**Selected extract**

Let’s talk mushrooms!
They’re nutritious and versatile. Popular with chefs for their unique porous texture, mushrooms easily absorb flavours and odours from the foods they’re cooked with. Some cooks are crazy about them, others steer clear, but one thing is certain: it’s well worth getting to know mushrooms better. That’s why at Rachelle Béry we’ve decided to take an in-depth look at mushrooms and share our findings with you. You’ll discover that there’s a mushroom for every taste!
Regardless of the variety, mushrooms contain few calories, and more protein than most other vegetables. They offer an array of important vitamins and minerals in varying proportions depending on the species.
- Copper: an essential element for the production of hemoglobin and collagen, a structural and tissue repair protein
- Selenium: a nutrient that works with antioxidant enzymes
- Vitamins B2 and B3: vitamins that are highly active in energy metabolism and DNA production and growth
- Pantothenic acid: a vitamin that plays a key role in optimizing the energy in the foods we eat
- Vitamin D: indispensable for bone health and a strong immune system
Buying fresh mushrooms
To keep mushrooms fresh, don’t wash them until you’re ready to use them. Store them in the refrigerator in a breathable container such as a paper bag. Circulating air will keep them from spoiling too quickly. To prepare them for cooking, use a soft brush or a damp cloth to remove any dirt. If you prefer running them under water, dry them off quickly because with their porous texture, they tend to soak up water like a sponge.
How to prepare them:
- Try button or cremini mushrooms raw as part of a veggie and dip tray, in brochettes, or sliced into salads or onto homemade pizza.
- Add large grilled portobello mushroom slices to a veggie sandwich
- Stuff whole portobellos with brown rice, tomatoes, onion, and herbs. Serve them au gratin for a dish your guests will love!

**Task goal**
Repeat the passage of the mushroom text from "They’re nutritious and" up to and including "for every taste!", word for word. The records are unrelated to the mushroom text and stand as separate material.

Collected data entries
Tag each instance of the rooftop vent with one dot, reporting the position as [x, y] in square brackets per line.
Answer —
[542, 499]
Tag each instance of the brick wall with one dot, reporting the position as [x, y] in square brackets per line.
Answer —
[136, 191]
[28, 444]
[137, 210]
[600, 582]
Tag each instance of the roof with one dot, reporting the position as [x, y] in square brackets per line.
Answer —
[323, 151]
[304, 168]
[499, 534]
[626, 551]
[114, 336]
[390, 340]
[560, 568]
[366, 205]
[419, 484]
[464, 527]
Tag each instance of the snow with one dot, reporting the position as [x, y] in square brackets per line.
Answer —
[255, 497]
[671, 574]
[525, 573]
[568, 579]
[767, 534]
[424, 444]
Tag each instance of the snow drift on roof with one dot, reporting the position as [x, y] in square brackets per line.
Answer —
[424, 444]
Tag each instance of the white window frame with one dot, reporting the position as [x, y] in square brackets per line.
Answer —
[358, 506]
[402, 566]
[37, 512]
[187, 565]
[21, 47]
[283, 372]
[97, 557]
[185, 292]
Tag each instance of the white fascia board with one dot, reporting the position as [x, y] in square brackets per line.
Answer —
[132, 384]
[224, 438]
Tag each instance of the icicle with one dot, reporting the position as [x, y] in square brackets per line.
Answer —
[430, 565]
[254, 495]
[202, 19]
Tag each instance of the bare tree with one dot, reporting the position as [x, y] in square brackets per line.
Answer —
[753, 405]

**Response to the task**
They’re nutritious and versatile. Popular with chefs for their unique porous texture, mushrooms easily absorb flavours and odours from the foods they’re cooked with. Some cooks are crazy about them, others steer clear, but one thing is certain: it’s well worth getting to know mushrooms better. That’s why at Rachelle Béry we’ve decided to take an in-depth look at mushrooms and share our findings with you. You’ll discover that there’s a mushroom for every taste!